> **PROBLEM TO WORK ON**: Change every "work glove" in the material below to "leather glove", and leave everything else as it is.

:: ENTRIES SUPPLIED ::

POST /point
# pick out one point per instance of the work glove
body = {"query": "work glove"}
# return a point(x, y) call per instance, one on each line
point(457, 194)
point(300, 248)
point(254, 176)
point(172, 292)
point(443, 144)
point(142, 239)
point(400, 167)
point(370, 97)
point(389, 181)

:::

> **WRITTEN RESPONSE**:
POST /point
# pick out one point per instance of the leather glove
body = {"query": "leather glove"}
# return a point(x, y) call per instance, one on each line
point(457, 194)
point(300, 248)
point(254, 176)
point(172, 292)
point(443, 144)
point(142, 239)
point(400, 167)
point(370, 97)
point(389, 181)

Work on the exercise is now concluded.